Supplied records
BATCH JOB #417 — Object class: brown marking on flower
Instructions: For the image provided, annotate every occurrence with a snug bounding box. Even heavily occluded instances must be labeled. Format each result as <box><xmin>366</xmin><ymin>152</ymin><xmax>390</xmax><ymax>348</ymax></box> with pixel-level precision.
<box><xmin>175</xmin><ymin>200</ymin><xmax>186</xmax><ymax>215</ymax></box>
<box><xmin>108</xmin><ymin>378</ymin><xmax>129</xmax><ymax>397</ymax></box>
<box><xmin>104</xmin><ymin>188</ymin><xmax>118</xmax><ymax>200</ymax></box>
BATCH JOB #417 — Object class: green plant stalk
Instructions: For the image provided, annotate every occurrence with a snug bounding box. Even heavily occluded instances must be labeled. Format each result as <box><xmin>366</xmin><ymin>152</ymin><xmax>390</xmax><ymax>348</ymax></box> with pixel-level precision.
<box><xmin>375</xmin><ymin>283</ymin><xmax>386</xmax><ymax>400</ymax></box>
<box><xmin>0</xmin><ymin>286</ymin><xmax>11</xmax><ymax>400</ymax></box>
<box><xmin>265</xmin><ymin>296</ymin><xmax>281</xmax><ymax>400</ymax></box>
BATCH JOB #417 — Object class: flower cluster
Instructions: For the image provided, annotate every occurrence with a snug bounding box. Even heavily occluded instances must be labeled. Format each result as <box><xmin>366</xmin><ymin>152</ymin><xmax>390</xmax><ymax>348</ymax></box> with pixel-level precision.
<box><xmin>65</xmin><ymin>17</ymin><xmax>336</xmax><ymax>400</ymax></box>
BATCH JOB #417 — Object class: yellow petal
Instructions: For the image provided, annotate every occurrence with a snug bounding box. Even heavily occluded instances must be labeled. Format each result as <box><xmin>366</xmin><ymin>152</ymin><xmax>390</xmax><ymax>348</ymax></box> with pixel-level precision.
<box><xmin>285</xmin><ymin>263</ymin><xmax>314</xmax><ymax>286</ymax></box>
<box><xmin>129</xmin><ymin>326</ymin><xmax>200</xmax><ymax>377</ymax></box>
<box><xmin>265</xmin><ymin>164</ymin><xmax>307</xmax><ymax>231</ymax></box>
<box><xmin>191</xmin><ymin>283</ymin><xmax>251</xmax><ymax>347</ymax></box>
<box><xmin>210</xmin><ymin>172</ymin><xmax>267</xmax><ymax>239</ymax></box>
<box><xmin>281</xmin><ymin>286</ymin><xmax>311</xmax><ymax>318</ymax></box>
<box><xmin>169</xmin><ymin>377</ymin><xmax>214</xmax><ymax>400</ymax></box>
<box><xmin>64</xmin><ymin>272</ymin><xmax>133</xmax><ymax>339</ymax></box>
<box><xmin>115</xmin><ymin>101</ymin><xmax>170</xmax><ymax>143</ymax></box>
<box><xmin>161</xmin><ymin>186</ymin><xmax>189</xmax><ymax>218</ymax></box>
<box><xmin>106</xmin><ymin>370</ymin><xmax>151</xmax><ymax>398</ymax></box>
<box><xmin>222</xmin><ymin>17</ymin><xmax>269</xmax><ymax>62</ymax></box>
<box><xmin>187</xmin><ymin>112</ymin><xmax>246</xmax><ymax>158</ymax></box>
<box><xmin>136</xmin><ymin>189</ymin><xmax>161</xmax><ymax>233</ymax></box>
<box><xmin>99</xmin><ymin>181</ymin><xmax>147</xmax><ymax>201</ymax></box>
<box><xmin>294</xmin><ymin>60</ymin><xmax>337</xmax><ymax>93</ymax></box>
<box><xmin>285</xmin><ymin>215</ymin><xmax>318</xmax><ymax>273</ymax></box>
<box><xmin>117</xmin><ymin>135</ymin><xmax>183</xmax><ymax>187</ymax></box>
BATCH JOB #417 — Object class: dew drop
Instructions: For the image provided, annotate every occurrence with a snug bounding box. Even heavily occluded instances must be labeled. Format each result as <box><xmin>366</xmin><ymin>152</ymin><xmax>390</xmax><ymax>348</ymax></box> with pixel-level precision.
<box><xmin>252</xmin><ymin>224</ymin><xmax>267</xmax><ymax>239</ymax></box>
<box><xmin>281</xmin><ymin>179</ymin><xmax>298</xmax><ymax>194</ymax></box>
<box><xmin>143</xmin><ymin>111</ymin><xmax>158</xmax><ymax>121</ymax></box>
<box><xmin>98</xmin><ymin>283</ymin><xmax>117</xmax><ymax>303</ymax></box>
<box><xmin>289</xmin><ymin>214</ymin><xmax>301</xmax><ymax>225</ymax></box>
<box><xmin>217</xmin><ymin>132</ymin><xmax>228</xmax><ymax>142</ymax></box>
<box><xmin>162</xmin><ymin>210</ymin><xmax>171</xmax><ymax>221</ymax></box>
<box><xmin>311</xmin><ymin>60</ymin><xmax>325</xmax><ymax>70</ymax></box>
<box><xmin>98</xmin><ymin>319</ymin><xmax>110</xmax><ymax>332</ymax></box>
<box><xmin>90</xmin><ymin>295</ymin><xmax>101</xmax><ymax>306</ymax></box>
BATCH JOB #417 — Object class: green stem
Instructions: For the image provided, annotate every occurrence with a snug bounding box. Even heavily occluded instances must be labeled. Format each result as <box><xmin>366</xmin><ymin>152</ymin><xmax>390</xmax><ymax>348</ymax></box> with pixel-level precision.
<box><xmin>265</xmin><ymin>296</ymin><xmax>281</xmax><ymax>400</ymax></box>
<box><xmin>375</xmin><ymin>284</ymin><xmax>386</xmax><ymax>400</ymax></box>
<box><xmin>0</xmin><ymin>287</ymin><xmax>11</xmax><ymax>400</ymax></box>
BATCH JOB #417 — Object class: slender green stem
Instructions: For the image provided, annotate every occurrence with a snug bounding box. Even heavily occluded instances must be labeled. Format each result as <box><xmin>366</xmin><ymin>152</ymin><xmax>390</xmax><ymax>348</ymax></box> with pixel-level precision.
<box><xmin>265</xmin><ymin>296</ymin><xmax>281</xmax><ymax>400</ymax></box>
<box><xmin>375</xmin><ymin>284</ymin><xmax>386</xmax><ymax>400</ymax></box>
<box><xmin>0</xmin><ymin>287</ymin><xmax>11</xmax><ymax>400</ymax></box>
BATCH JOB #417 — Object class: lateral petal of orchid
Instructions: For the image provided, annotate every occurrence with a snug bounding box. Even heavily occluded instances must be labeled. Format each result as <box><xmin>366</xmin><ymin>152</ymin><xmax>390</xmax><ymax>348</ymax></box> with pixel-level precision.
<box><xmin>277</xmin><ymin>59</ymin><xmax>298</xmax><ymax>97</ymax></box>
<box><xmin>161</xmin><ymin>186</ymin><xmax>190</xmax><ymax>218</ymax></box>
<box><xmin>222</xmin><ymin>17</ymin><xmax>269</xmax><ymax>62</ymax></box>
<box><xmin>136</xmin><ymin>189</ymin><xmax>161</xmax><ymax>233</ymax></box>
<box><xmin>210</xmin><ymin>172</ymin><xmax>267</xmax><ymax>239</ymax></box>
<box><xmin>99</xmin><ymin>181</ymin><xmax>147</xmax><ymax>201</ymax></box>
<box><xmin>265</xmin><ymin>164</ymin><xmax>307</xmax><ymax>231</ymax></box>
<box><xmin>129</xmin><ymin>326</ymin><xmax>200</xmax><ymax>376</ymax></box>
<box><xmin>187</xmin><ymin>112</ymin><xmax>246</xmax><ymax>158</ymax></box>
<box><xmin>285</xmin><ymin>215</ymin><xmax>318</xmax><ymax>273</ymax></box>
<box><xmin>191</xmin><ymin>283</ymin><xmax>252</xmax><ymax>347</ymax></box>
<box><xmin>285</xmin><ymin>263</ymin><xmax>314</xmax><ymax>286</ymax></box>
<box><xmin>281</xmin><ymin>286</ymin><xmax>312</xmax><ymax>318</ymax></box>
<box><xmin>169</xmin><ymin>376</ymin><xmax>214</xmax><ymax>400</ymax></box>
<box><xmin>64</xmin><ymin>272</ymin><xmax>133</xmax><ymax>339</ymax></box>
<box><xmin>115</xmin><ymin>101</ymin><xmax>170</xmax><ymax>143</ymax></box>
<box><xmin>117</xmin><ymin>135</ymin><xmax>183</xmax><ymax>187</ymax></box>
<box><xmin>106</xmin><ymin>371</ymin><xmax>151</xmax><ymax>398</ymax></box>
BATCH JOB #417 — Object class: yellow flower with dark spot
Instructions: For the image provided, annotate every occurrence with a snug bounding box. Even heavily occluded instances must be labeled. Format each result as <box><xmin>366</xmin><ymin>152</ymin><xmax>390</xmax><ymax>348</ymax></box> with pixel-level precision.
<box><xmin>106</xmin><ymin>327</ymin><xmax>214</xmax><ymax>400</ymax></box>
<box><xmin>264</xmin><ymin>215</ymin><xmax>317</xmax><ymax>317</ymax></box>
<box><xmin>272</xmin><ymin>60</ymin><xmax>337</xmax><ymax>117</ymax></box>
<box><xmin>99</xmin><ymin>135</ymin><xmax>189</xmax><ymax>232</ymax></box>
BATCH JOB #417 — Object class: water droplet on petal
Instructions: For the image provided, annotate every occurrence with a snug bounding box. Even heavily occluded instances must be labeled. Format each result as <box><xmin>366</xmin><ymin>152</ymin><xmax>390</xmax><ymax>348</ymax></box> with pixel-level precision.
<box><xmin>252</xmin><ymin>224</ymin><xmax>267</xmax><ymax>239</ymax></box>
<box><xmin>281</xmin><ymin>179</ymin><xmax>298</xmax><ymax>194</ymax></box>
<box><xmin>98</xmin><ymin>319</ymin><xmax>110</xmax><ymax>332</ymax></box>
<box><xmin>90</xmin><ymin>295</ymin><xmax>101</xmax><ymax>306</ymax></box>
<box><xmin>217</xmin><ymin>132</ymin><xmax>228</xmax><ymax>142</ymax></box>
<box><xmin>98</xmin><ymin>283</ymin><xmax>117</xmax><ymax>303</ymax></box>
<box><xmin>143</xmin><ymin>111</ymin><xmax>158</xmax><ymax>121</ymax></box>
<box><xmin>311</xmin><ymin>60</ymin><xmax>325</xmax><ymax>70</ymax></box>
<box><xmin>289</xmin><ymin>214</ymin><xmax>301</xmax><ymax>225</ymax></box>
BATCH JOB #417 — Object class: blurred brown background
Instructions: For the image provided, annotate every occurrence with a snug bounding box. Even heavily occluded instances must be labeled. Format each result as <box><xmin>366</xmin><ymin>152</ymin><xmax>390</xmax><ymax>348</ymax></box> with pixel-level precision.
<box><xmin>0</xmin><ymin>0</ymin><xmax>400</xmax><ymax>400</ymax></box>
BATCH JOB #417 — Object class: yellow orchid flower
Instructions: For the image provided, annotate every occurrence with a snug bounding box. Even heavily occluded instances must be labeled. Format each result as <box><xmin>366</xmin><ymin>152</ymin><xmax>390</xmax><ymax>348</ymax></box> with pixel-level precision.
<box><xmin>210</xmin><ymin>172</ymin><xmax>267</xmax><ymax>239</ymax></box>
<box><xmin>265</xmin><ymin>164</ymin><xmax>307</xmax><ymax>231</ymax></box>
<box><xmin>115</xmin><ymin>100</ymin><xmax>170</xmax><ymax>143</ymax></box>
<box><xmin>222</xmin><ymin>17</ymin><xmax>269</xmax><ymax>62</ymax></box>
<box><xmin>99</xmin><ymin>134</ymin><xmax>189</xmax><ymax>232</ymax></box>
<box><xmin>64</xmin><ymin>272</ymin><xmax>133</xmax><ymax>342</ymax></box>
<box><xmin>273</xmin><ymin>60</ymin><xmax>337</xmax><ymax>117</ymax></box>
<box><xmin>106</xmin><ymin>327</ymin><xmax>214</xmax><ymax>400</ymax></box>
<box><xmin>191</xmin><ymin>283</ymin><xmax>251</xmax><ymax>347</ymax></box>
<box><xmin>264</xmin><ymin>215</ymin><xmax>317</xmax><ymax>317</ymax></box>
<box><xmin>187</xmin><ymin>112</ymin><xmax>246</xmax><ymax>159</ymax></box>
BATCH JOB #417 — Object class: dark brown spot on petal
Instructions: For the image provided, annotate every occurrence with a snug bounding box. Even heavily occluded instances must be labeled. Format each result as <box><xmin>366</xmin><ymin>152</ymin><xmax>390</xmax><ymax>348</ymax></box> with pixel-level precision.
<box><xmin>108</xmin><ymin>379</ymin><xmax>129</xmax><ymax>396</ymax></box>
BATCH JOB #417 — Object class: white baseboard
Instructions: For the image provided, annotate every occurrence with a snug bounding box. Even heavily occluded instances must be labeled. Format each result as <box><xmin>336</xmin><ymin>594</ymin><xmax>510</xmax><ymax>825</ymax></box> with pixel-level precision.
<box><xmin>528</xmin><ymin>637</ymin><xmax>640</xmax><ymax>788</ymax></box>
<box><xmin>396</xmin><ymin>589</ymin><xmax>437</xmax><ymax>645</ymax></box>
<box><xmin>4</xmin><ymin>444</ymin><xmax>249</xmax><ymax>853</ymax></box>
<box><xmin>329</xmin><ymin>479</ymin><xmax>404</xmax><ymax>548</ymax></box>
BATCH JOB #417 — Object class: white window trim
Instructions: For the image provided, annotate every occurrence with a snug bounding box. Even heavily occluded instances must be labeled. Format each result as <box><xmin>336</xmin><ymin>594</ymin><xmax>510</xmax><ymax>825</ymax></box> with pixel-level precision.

Task prompt
Show each line of the rows that contains the string "stem".

Finished task
BATCH JOB #417 — Object class: green stem
BATCH JOB #417 — Object class: slender green stem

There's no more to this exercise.